GIVEN INSTRUCTION A ::
In the ore-crushing passage, what does increasing the cooling rate after microwave irradiation reduce in industrial production?

DOCUMENT SECTION ::
* * * * * * * * *

In group CP, the mechanical properties of ore are closely related to the cooling path. When using water impact, the ore at a high-temperature state conducts heat with the water, and the ore quickly releases heat to the outside world. On the one hand, the greater the ore cooling rate, the more obvious the shrinkage deformation and non-uniform tensile stress between minerals, and the more significant the thermal shock. On the other hand, the liquid water will be vaporized after entering the ore, increasing internal pressure and promoting the expansion and connection of thermal cracks. In industrial production, after microwave irradiation, increasing the cooling rate can reduce the wear of crushers.

3.2. Changes of the Absorbed Energy

The macroscopic breaking of ore is accompanied by irreversible energy dissipation. How one improves the utilization of mechanical energy directly affects the energy consumption of industrial crushing. Figure 3 shows the influence of heating paths and cooling paths on the absorbed energy and energy utilization of ore. Under the same mechanical energy, increasing the power, time, and cooling rate can increase the thermal damage and improve the absorbed energy and energy utilization efficiency. Similar to the change of dynamic strength, when the microwave total energy (power × time) is the same, the absorbed energy of ore treated with higher power is higher than that of the ore treated with lower power. This indicates that ore with high thermal damage more easily absorbs mechanical energy than ore with low thermal damage. The mechanisms are as follows.

When the hammer touches the ore, the stress wave will be formed at the “hammer-ore” interface. Because the PRI device keeps the hammer in contact with the ore all the time, the reflected waves formed in the hammer will continue to propagate into the ore. As shown in Figure 4, taking the stress wave propagation at the interface of “ore-platform” as an example ($\rho$ is the density, $C$ is the wave velocity). Let the wave impedance of the ore be ${\rho }_1{C}_1$, the wave impedance of the platform be ${\rho }_2{C}_2$, the particle stress caused by the incident wave be ${\sigma }_1$, the particle stress caused by reflected wave be ${\sigma }_2$, and the particle stress caused by transmitted wave be ${\sigma }_3$. According to the principle of superposition and the consistency of the particle states on the two interfaces, there are the following [34].

$$\left\{\begin{array}{l}{\sigma }_1+{\sigma }_2={\sigma }_3\\ \frac{{\sigma }_1}{{\rho }_1{C}_1}-\frac{{\sigma }_2}{{\rho }_1{C}_1}=\frac{{\sigma }_3}{{\rho }_2{C}_2}\end{array}\right.$$

(4)

Further,

$$\left\{\begin{array}{l}{\sigma }_2=F{\sigma }_1\\ {\sigma }_3=T{\sigma }_1\end{array}\right.$$

(5)

where $F$ and $T$ are the reflection coefficient and transmission coefficient at the interface of “ore-platform” respectively. Let $n$ be the intermediate parameter, then $F$ and $T$ have the following form.

$$\left\{\begin{array}{l}F=\frac{1-n}{1+n}\\ T=\frac{2}{1+n}\\ n=\frac{{\rho }_1{C}_1}{{\rho }_2{C}_2}\end{array}\right.$$

(6)

* * * * * * * * *

GIVEN INSTRUCTION B ::
Pull out every line of the records that contains the word "mouth", treating uppercase and lowercase as different.

Stored items from a collection:
* * * * * * * * *

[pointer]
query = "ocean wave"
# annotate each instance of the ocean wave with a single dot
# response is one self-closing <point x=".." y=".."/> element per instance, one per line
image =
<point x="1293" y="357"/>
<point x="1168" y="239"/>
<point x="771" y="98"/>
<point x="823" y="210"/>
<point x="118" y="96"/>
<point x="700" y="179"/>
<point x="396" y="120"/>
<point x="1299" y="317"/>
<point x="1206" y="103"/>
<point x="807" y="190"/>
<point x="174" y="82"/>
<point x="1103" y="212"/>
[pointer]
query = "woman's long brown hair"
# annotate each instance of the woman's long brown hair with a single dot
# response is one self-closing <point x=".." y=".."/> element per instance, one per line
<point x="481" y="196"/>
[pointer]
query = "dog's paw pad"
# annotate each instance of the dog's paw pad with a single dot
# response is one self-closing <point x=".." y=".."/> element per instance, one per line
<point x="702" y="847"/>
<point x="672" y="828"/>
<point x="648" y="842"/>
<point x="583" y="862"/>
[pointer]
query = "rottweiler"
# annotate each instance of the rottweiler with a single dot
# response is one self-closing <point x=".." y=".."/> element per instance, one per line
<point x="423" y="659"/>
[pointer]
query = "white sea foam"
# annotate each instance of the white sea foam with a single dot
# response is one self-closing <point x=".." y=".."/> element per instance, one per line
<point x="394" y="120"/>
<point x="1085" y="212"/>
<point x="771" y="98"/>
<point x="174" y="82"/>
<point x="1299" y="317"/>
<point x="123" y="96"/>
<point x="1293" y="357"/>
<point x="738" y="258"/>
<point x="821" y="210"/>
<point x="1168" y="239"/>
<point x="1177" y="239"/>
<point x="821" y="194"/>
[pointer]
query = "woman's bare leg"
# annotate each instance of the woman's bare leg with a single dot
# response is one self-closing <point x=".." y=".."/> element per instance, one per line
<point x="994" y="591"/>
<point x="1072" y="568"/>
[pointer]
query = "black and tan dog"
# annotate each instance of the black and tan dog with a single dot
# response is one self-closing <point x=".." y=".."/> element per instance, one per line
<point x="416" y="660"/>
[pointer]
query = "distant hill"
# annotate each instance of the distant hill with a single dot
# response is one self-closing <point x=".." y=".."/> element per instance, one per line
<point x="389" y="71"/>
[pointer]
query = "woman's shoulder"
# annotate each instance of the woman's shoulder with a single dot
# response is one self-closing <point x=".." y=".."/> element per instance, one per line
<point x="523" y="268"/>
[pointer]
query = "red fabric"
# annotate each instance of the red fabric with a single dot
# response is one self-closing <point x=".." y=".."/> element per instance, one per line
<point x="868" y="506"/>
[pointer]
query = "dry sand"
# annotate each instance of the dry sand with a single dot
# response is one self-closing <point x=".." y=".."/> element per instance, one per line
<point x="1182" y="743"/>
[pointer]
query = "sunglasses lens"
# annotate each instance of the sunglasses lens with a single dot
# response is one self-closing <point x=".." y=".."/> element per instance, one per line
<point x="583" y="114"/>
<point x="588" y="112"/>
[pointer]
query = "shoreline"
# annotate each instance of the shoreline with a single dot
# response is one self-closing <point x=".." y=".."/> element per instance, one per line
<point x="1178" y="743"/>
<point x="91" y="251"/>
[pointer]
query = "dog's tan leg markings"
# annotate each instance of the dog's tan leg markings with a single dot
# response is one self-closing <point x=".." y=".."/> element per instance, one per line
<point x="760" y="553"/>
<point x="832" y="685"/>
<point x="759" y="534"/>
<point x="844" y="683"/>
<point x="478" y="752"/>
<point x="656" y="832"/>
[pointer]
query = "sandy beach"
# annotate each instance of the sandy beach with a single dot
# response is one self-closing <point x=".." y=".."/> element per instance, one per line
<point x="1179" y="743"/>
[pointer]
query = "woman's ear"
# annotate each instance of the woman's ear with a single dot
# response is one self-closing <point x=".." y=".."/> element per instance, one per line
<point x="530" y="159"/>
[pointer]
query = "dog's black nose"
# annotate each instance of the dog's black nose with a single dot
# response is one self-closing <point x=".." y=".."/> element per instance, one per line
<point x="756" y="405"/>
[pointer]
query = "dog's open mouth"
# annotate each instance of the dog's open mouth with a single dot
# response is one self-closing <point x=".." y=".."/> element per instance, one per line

* * * * * * * * *

REPLY A ::
It reduces the wear of crushers.

REPLY B ::
query = "dog's open mouth"
# annotate each instance of the dog's open mouth with a single dot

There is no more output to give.